(Aim of the exercise): Please format the records below as a two-column CSV with the headers input and output, one row per record. Put each record's text and its answer in one quoted field each, replacing line breaks with spaces.

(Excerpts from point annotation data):
☆ ☆ ☆ ☆ ☆

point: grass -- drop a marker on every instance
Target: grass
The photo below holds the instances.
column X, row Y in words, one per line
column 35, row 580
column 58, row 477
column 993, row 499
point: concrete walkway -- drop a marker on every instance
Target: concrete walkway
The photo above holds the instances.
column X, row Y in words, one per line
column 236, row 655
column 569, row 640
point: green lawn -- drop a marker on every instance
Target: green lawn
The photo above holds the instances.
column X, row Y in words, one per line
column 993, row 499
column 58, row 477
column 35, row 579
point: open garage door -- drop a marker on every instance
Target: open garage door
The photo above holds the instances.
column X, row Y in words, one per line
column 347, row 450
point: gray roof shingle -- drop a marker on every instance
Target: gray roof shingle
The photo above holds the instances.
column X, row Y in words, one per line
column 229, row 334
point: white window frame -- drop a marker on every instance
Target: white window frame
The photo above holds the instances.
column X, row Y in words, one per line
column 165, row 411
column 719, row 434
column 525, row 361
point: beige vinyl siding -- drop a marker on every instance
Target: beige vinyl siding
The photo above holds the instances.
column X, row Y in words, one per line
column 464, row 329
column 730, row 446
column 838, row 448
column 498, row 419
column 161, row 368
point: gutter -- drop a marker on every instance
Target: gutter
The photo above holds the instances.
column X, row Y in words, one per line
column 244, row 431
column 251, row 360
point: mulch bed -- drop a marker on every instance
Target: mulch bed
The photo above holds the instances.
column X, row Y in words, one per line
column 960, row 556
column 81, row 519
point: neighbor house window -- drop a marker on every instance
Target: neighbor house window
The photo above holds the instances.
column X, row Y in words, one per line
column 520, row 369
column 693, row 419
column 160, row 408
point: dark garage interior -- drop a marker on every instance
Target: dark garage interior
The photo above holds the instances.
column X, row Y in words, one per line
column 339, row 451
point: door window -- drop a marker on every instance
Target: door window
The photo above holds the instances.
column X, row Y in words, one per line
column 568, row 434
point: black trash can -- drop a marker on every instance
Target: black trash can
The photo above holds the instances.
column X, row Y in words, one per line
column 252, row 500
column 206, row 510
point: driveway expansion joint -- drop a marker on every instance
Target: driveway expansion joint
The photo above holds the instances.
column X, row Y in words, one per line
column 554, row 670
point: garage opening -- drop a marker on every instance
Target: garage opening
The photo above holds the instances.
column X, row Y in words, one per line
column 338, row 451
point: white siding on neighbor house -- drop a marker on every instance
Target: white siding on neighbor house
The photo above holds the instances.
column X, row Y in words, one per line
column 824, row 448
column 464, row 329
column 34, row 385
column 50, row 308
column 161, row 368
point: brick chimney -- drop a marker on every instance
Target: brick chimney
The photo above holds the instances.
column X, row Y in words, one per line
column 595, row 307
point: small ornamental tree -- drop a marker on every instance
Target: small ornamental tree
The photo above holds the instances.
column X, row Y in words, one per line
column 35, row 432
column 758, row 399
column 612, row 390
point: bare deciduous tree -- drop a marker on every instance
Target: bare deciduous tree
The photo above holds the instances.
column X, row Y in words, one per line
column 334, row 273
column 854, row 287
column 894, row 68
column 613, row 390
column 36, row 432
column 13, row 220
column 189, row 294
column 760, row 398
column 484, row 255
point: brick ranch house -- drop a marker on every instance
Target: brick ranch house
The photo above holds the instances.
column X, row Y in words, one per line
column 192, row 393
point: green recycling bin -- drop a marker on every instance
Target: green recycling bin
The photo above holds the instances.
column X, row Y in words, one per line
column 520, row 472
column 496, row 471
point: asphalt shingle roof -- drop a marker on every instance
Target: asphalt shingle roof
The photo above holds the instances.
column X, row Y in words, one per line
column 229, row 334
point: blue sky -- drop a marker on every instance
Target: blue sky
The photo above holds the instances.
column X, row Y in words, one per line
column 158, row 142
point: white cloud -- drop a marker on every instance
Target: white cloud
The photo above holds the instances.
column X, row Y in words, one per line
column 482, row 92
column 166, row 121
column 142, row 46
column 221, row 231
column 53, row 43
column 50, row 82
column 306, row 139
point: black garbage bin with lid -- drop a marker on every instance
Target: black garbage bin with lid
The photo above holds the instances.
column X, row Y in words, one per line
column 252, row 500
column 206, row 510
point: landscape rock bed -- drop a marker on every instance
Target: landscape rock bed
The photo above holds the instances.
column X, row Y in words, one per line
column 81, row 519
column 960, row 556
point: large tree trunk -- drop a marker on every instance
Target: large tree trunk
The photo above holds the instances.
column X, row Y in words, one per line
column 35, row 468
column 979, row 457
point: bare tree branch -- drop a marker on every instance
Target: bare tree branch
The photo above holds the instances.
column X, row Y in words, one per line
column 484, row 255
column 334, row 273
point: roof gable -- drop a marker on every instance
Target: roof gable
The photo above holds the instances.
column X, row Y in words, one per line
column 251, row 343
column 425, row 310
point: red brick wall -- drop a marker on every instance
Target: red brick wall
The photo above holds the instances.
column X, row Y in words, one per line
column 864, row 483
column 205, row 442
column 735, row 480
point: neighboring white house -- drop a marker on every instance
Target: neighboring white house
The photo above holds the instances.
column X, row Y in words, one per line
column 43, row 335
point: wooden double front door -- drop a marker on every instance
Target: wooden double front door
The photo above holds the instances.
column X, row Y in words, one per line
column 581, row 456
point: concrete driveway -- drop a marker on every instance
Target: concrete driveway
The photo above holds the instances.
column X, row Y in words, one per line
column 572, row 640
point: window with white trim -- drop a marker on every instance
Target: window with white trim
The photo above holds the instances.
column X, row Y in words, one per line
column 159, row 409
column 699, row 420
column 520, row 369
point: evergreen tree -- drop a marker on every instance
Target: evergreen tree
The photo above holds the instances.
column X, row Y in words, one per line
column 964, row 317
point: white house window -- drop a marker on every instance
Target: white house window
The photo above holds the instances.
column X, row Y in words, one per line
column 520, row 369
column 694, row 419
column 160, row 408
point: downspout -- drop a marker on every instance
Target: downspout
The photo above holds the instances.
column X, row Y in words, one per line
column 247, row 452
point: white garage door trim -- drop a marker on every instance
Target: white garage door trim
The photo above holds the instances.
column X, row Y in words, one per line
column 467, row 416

☆ ☆ ☆ ☆ ☆

(Response to the exercise):
input,output
"point: grass -- drop a marker on every instance Target: grass The photo below holds the instances. column X, row Y in words, one per line","column 35, row 580 column 58, row 477 column 993, row 499"
"point: concrete walkway -- drop a marker on every instance Target: concrete walkway The photo above holds the instances. column X, row Y in words, one per line","column 236, row 655 column 569, row 640"
"point: green lawn -- drop a marker on every instance Target: green lawn The photo above holds the instances. column X, row Y in words, one per line","column 993, row 499 column 58, row 477 column 35, row 579"
"point: open garage door -- drop a marker on every instance Target: open garage door The photo above holds the instances. column X, row Y in words, one per line","column 347, row 450"
"point: gray roof shingle -- drop a marker on every instance Target: gray roof shingle The photo above holds the instances. column X, row Y in words, one per line","column 229, row 334"
"point: white window frame -- drop a marker on every instance Target: white window frame The photo above holds the instances. column X, row Y in words, one per line","column 165, row 411 column 719, row 434 column 525, row 361"
"point: beige vinyl siding -- drop a marker on every instance Target: beige vinyl siding The photo above holds the instances. column X, row Y in words, one per line","column 464, row 329 column 730, row 446 column 838, row 448 column 498, row 419 column 161, row 368"
"point: gutter -- drop a marker on every instance Target: gutter The photo above holds the instances. column X, row Y in words, one per line","column 244, row 431 column 251, row 360"
"point: mulch bed -- drop a marker on every instance Target: mulch bed The photo above holds the instances. column X, row Y in words, one per line","column 960, row 556 column 81, row 519"
"point: neighbor house window -- drop a marker on every instance Target: neighbor house window The photo above holds the instances. column X, row Y in words, one per line","column 520, row 369 column 693, row 419 column 160, row 408"
"point: dark garage interior -- drop a marker on every instance Target: dark garage interior The photo above holds the instances. column X, row Y in words, one per line","column 339, row 451"
"point: door window -- drop a marker on every instance Target: door window The photo above holds the instances. column X, row Y in words, one per line","column 568, row 434"
"point: black trash can -- drop a marker on every instance Target: black trash can The photo above holds the instances. column X, row Y in words, one per line","column 252, row 500 column 206, row 510"
"point: driveway expansion joint -- drop a marker on every instance Target: driveway expansion joint The photo above holds the instances. column X, row Y in words, one per line","column 554, row 670"
"point: garage opening -- drop a marker on every instance Target: garage opening The photo above holds the instances. column X, row Y in words, one per line","column 338, row 451"
"point: white siding on neighbor house -- drop a marker on every instance Target: white siding on neighbor house The photo above holds the instances. column X, row Y in words, one per line","column 824, row 448 column 464, row 329 column 34, row 385 column 50, row 308 column 161, row 368"
"point: brick chimney -- drop a marker on every instance Target: brick chimney The photo above holds the instances. column X, row Y in words, one per line","column 595, row 307"
"point: small ornamental tree -- drop a marker on every instance Target: small ornamental tree The photo above holds the instances. column X, row Y in words, one per line","column 35, row 432 column 758, row 399 column 612, row 390"
"point: bare deciduous tree -- drop a marker on every instance Target: bare deciduous tree The photo above holds the instances. column X, row Y in words, one per line","column 334, row 273 column 854, row 287 column 894, row 68 column 613, row 390 column 36, row 432 column 13, row 220 column 189, row 294 column 760, row 398 column 484, row 255"
"point: brick ranch house -- drop a marker on every instance Target: brick ranch house The photo above holds the instances. column X, row Y in words, one per line","column 192, row 393"
"point: green recycling bin -- drop a marker on every instance Target: green recycling bin The photo above holds the instances. column X, row Y in words, one per line","column 520, row 472 column 496, row 471"
"point: asphalt shingle roof -- drop a marker on every instance Target: asphalt shingle roof The photo above holds the instances. column X, row Y in words, one per line","column 229, row 334"
"point: blue sky -- drop a marker on every instance Target: blue sky The photo above holds the instances. column X, row Y in words, one per line","column 158, row 142"
"point: white cloud -- drop a marker on every instance Target: white cloud The photo above holds the instances. column X, row Y in words, one per line","column 482, row 92 column 166, row 121 column 142, row 46 column 221, row 231 column 53, row 43 column 50, row 82 column 306, row 139"
"point: black garbage bin with lid -- drop a marker on every instance Target: black garbage bin with lid The photo above holds the instances. column X, row Y in words, one per line","column 252, row 500 column 206, row 510"
"point: landscape rock bed -- drop a marker on every instance Target: landscape rock bed The photo above holds the instances. column X, row Y in words, one per line","column 81, row 519 column 960, row 556"
"point: large tree trunk -- drop a marker on every instance Target: large tree trunk The photo above holds the instances. column X, row Y in words, one per line","column 35, row 468 column 979, row 457"
"point: bare tree branch -- drop a marker on every instance Target: bare tree branch The photo above holds the instances. column X, row Y in words, one per line","column 484, row 255 column 334, row 273"
"point: roof gable -- drop a marker on every instance Target: roof gable The photo above holds the instances. column X, row Y in words, one per line","column 251, row 343 column 425, row 310"
"point: red brick wall -- drop a marker on every instance Target: red brick wall The photo above holds the instances. column X, row Y in words, one per line","column 864, row 483 column 205, row 442 column 735, row 480"
"point: neighboring white house -- drop a marker on every instance Target: neighboring white house The photo above holds the instances. column X, row Y in words, one per line","column 43, row 335"
"point: wooden double front door -- drop a marker on every instance Target: wooden double front door The photo above holds the instances. column X, row Y in words, one per line","column 581, row 456"
"point: concrete driveway -- drop a marker on every instance Target: concrete driveway The photo above holds the instances. column X, row Y in words, one per line","column 572, row 640"
"point: window with white trim -- drop a marker on every instance Target: window with white trim The photo above holds the instances. column X, row Y in words, one per line","column 159, row 409 column 699, row 420 column 520, row 369"
"point: evergreen tree -- drop a marker on every instance Target: evergreen tree The photo above holds the instances. column X, row Y in words, one per line","column 964, row 317"
"point: white house window -- drop a marker on every instance Target: white house window The photo above holds the instances. column X, row Y in words, one per line","column 520, row 369 column 694, row 419 column 160, row 408"
"point: downspout -- drop a marker on every instance Target: downspout The photo above holds the instances. column X, row Y in words, one per line","column 247, row 452"
"point: white garage door trim -- drop a marker on every instance Target: white garage door trim The photo above holds the instances. column X, row Y in words, one per line","column 467, row 416"